▶ WHAT IS BEING ASKED: From the data below, tally each line that has "query" in it, then give that tally without comment.

[Stored data entries]
[Start of section]

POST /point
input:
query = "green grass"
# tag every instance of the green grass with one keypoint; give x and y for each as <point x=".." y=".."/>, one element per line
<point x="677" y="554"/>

[End of section]
[Start of section]

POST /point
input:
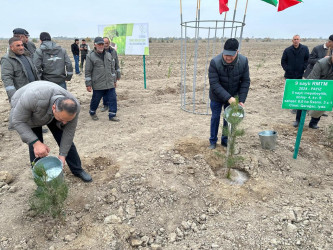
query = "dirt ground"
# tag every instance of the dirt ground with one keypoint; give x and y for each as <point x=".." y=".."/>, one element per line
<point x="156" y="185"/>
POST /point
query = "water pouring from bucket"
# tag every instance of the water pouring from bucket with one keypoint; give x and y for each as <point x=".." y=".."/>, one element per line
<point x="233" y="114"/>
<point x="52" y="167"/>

[End of section]

▶ EXERCISE RESPONSE: 3